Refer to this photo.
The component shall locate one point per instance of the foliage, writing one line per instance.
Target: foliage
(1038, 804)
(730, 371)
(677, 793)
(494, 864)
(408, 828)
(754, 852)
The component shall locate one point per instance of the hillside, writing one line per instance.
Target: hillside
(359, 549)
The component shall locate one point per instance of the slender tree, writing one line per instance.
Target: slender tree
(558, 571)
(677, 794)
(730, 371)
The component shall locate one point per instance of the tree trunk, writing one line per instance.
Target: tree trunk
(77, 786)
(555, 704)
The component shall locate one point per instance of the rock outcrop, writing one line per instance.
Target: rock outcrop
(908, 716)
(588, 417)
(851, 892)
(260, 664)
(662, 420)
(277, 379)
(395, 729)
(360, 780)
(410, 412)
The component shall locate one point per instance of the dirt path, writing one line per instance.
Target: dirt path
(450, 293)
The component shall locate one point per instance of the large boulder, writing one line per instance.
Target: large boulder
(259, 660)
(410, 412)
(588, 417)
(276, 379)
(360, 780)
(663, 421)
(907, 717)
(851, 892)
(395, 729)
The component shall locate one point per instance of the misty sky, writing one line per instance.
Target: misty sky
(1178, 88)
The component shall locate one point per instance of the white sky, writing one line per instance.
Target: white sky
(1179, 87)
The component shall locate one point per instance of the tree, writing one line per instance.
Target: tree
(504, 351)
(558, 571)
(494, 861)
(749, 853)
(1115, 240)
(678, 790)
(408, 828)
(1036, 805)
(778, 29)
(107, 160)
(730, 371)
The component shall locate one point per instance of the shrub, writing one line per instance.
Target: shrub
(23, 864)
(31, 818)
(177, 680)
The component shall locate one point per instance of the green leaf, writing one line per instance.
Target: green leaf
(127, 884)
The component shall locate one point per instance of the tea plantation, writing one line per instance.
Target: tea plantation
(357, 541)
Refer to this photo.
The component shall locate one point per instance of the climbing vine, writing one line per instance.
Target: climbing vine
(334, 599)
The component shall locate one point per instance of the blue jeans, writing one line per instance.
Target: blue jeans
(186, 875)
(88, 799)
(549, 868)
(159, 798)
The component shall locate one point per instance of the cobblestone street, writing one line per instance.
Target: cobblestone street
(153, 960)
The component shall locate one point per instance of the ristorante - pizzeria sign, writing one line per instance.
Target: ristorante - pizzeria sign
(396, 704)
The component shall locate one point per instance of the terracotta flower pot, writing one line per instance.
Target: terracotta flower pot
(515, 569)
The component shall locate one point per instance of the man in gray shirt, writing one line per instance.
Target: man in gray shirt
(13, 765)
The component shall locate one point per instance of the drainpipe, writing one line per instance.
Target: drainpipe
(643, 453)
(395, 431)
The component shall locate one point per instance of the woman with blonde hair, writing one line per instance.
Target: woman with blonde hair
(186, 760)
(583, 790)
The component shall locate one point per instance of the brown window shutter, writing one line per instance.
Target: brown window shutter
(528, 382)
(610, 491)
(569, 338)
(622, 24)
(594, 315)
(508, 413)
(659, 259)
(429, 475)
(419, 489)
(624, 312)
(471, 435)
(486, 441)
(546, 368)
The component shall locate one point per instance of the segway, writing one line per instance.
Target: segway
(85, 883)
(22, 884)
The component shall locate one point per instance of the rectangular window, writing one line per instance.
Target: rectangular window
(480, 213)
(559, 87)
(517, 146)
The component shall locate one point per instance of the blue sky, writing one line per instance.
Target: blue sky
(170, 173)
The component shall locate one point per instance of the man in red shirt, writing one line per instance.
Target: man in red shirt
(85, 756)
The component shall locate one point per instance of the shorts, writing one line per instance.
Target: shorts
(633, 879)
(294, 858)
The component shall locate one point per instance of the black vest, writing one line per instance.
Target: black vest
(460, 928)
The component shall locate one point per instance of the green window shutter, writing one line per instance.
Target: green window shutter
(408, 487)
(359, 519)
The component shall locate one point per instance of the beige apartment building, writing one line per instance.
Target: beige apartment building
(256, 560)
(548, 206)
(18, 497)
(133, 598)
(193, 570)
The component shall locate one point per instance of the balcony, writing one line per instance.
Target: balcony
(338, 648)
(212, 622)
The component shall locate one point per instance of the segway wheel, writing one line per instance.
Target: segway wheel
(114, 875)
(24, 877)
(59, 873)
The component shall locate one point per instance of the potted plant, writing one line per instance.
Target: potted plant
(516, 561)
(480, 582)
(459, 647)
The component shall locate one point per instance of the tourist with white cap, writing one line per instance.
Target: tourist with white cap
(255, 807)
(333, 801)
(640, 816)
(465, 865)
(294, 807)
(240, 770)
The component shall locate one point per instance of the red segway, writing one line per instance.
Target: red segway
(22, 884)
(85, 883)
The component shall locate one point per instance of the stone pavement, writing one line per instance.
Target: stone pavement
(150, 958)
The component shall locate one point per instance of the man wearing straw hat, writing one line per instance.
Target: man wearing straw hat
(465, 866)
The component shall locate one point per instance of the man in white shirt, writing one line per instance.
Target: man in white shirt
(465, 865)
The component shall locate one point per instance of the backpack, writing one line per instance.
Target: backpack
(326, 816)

● **Aim**:
Print all of the data above again, line for line, without changing anything.

● **Result**:
Refer to this photo.
The component shall locate one point per instance of the foliage, writing one line per instance.
Target: foliage
(1038, 804)
(730, 371)
(677, 793)
(494, 864)
(408, 828)
(754, 852)
The component shall locate one point per instance of the hillside, writing one line per instance.
Target: hillside
(359, 549)
The component shall locate one point per instance of the slender tree, writing one line per instance.
Target: slender tree
(558, 571)
(677, 794)
(730, 371)
The component shall locate one point per instance of the tree trunk, writing one line per instance.
Target: tree trunk
(77, 786)
(555, 704)
The component shall locate one point per instance of the rock outcrop, writing one line per instance.
Target: rock outcrop
(908, 716)
(588, 417)
(851, 892)
(260, 664)
(662, 420)
(277, 379)
(395, 729)
(360, 780)
(410, 412)
The component shall locate one point per instance of the dirt path, writing one line per instance.
Target: dirt path
(450, 293)
The component shall locate one point per instance of the large boulder, writing one line per instance.
Target: large boulder
(259, 660)
(410, 412)
(588, 417)
(276, 379)
(360, 780)
(663, 421)
(907, 717)
(851, 892)
(395, 729)
The component shall locate one point per instance of the misty sky, writing one line per instance.
Target: misty sky
(1178, 88)
The component shall locate one point per instance of the white sky, writing one line per instance.
Target: white sky
(1179, 87)
The component shall locate one point per instance of the tree, writing one line per instance.
Target: tree
(504, 351)
(558, 571)
(494, 861)
(749, 853)
(1115, 240)
(678, 790)
(408, 828)
(1036, 805)
(778, 29)
(107, 160)
(730, 371)
The component shall locate one point per instance of the shrub, writing one line per instance.
Target: shrub
(23, 864)
(31, 818)
(177, 680)
The component shall locate one point per instance of the green leaf, writing one line per instance.
Target: green leaf
(127, 884)
The component shall locate one point per instance of the tea plantation, writing one line per instance.
Target: tea plantation
(357, 541)
Refer to this photo.
The component shall locate one point per instance of the climbing vine, writing one line per instance.
Target: climbing vine
(334, 599)
The component shall locate one point per instance of the blue jeans, writing one line per instance.
Target: blue jeans
(186, 875)
(88, 799)
(549, 868)
(159, 798)
The component shall locate one point per instance of the cobblestone street, writing one line per instance.
Target: cobblestone street
(153, 960)
The component shall locate one point per instance of the ristorante - pizzeria sign, writing one line per instance.
Target: ristorante - pizzeria sign
(396, 704)
The component shall locate one point per instance of the terracotta flower pot, writing one line per instance.
Target: terracotta flower pot
(515, 569)
The component shall locate one point per instance of the man in gray shirt, writing one line per instance.
Target: man in gray shirt
(13, 765)
The component shall locate one point per instance of the drainpipe, writing one line per instance.
Target: drainpipe
(643, 453)
(395, 431)
The component shall locate one point per instance of the woman with blonde hair, writing one line per instance.
Target: woman with blonde hair
(186, 760)
(583, 790)
The component shall locate one point per instance of the brown window shutter, writing one line per instance.
Target: brown window shutter
(528, 382)
(610, 491)
(569, 338)
(622, 24)
(594, 315)
(508, 413)
(659, 259)
(429, 475)
(419, 489)
(624, 312)
(471, 435)
(486, 441)
(546, 368)
The component shall locate one point per instance of the segway, writing one line per instance.
Target: segway
(85, 883)
(22, 884)
The component shall locate one point per instance of the rectangular window, writing one line per instance.
Target: rectangular window
(480, 213)
(559, 87)
(517, 146)
The component shall locate one point per instance of the blue sky, writing one line per instance.
Target: blue sky
(170, 173)
The component shall locate one point per instance of the man in red shirt, writing one line per instance.
Target: man in red shirt
(85, 756)
The component shall locate one point per instance of the shorts, writing one line per instance.
Target: shorts
(633, 879)
(294, 858)
The component shall locate one point per instance of the black vest, writing one line per instance.
Target: black vest
(460, 928)
The component shall locate one point per instance of the green window shutter, writing one line per instance.
Target: green window shutter
(408, 487)
(359, 519)
The component shall locate one point per instance of the beige apartment building, writing one line per instance.
Target: beige apartment building
(256, 560)
(548, 206)
(18, 497)
(133, 598)
(193, 570)
The component shall locate one point per instance of the balcony, writing one line per instance.
Target: balcony
(338, 648)
(212, 622)
The component shall locate one point per instance of the segway wheel, writing one line per instance.
Target: segway wheel
(114, 875)
(24, 877)
(59, 873)
The component shall locate one point per instance of the potted plant, writing one line per instance.
Target: potted plant
(516, 561)
(480, 582)
(459, 647)
The component shall locate one point per instance of the tourist with white cap, writing one line per instance.
Target: tourist with white cap
(255, 807)
(333, 801)
(640, 816)
(465, 865)
(294, 807)
(240, 770)
The component shall locate one point per instance of the red segway, writing one line per instance.
Target: red segway
(22, 884)
(85, 883)
The component shall locate one point per instance of the stone pavement, writing one line per instance.
Target: stone pavement
(150, 958)
The component shall locate one point per instance of the man wearing straw hat, writing one line per instance.
Target: man wearing straw hat
(465, 866)
The component shall locate one point per instance of the man in white shirt, writing one line per instance.
Target: man in white shirt
(465, 865)
The component shall locate one point per instance of the backpack, writing one line per instance.
Target: backpack
(326, 816)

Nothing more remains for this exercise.